## Input
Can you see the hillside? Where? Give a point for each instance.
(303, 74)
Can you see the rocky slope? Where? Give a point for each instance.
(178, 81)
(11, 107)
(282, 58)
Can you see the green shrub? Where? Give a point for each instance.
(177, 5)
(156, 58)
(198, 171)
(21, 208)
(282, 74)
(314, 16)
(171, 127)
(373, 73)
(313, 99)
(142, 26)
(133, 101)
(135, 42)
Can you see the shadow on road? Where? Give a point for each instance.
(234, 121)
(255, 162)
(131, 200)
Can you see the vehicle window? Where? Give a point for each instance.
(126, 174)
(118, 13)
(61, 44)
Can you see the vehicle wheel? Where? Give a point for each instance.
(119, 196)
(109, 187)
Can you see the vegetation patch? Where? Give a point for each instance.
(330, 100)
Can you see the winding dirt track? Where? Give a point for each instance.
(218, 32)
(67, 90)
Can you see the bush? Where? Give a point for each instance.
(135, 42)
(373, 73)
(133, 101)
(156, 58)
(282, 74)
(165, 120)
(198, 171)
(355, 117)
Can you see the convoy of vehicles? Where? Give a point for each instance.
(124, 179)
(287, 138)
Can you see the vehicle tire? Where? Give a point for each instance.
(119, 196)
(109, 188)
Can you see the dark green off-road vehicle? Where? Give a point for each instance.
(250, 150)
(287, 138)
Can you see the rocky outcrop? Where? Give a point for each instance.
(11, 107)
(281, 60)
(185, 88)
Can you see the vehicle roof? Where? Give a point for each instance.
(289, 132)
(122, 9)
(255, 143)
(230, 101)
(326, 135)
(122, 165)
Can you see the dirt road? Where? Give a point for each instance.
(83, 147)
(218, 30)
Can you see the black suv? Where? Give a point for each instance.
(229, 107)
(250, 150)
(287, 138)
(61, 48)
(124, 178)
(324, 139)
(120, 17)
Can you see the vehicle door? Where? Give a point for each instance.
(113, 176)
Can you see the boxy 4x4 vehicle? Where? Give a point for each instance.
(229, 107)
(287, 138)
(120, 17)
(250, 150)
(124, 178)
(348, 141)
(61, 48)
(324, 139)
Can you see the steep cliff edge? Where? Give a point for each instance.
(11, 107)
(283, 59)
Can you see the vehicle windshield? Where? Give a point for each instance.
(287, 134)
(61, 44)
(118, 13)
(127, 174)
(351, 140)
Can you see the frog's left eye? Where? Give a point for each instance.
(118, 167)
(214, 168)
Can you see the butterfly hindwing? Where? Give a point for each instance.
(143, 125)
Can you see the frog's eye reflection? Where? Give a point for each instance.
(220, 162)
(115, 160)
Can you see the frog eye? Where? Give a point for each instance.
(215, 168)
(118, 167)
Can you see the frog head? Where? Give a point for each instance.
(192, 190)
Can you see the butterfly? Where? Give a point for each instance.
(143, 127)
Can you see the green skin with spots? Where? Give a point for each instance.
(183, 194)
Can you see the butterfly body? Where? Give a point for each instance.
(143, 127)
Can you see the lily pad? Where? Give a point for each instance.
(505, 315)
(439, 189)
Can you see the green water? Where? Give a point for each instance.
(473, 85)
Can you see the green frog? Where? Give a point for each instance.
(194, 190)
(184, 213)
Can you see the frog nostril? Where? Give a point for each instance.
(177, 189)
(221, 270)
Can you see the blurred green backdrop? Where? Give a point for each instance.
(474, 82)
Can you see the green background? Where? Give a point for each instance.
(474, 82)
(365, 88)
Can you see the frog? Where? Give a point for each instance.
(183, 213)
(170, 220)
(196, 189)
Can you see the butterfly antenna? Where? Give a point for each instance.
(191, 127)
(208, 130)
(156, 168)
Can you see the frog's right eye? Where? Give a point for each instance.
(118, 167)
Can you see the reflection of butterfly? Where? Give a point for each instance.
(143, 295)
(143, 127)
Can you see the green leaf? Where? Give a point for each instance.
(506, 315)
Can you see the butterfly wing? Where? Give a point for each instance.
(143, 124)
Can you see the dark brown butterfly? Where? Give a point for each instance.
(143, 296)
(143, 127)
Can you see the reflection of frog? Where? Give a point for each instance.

## What to do
Reproduce the entries above exactly.

## Result of this task
Can you see the hillside? Where? Give a point for each instance.
(303, 74)
Can you see the rocky slope? Where? Give a point for each instance.
(178, 81)
(11, 107)
(282, 58)
Can you see the green shrub? Where? Give a point for each instance.
(177, 5)
(156, 58)
(198, 171)
(21, 208)
(282, 74)
(314, 16)
(171, 127)
(373, 73)
(313, 99)
(142, 26)
(133, 101)
(135, 42)
Can you see the shadow on road? Where? Give a point for each instance.
(234, 121)
(255, 162)
(131, 200)
Can you see the vehicle window? Where? Give a point for each instance.
(126, 174)
(118, 13)
(61, 44)
Can you see the vehicle wheel? Where? Give a point for each instance.
(119, 196)
(109, 187)
Can you see the vegetation patch? Where? Give a point for each instance.
(330, 100)
Can you see the winding dirt track? Where? Give a point for each instance.
(218, 32)
(67, 90)
Can you see the bush? Where? Give a point for each instance.
(135, 42)
(373, 73)
(133, 101)
(156, 58)
(282, 74)
(165, 120)
(198, 171)
(355, 117)
Can you see the convoy of vehicles? Where? Give a point for each instance.
(124, 179)
(287, 138)
Can you see the vehicle tire? Where? Give a point for each instance.
(119, 196)
(109, 188)
Can you see the dark green off-road vehicle? Where? Give a point for each instance.
(250, 150)
(287, 138)
Can you see the rocky outcrop? Where? Give a point for each instance.
(11, 107)
(281, 60)
(185, 88)
Can you see the vehicle roof? Where? Give a point for each instance.
(289, 132)
(122, 9)
(255, 143)
(230, 101)
(326, 135)
(122, 165)
Can you see the dirt road? Where? Give a point for each instance.
(83, 147)
(218, 30)
Can you see the black suv? Where? Give a point for each instance.
(229, 107)
(250, 150)
(287, 138)
(61, 48)
(124, 178)
(324, 139)
(120, 17)
Can you see the vehicle door? Where? Give a point for each instance.
(113, 176)
Can you see the boxy 4x4 vehicle? Where? Give a point for each instance.
(229, 107)
(287, 138)
(120, 17)
(250, 150)
(124, 178)
(348, 141)
(61, 48)
(324, 139)
Can you see the steep cliff edge? Where? Give a point for each instance.
(11, 107)
(283, 59)
Can you see the vehicle windshield? Where? Give a point for each instance.
(287, 134)
(61, 44)
(118, 13)
(127, 174)
(351, 140)
Can you see the frog's left eye? Where? Give a point for each instance.
(118, 167)
(214, 168)
Can you see the butterfly hindwing? Where? Give a point for each instance.
(143, 125)
Can you see the frog's eye reflection? Where? Give a point for each instance.
(220, 162)
(115, 160)
Can you see the frog eye? Where? Give a point for each instance.
(215, 168)
(118, 167)
Can you see the frog head? Where? Give a point for each instance.
(192, 190)
Can you see the butterfly? Where? Give a point for each instance.
(143, 127)
Can you see the green skin with spots? Where? Give a point for each instance.
(183, 194)
Can you see the butterfly body? Where? Give a point for each instance.
(143, 127)
Can you see the lily pad? Where? Give a point for each instance.
(505, 315)
(439, 189)
Can you see the green water? Where? Give a point for each instance.
(473, 85)
Can you see the green frog? Where? Give a point for each instance.
(194, 190)
(184, 213)
Can you see the frog nostril? Where? Give a point for each instance.
(177, 189)
(221, 270)
Can you see the blurred green backdrop? Where? Give a point for each instance.
(474, 82)
Can you see the green background? Where? Give a point for each instance.
(474, 82)
(365, 88)
Can you see the frog? Where? Give a point for each instance.
(183, 213)
(170, 220)
(196, 189)
Can you see the butterfly antenna? Where? Give a point for each instance.
(191, 127)
(208, 130)
(156, 168)
Can you see the frog's right eye? Where? Give a point for each instance.
(118, 167)
Can you see the reflection of butterfly? Where? Give a point for each instance.
(143, 295)
(143, 127)
Can you see the green leaf? Where? Give a point for each instance.
(506, 315)
Can you see the butterfly wing? Where? Give a point for each instance.
(143, 124)
Can you see the dark brown butterfly? Where? Give a point for each instance.
(143, 296)
(143, 127)
Can you see the reflection of frog? Where? Give a point for each instance.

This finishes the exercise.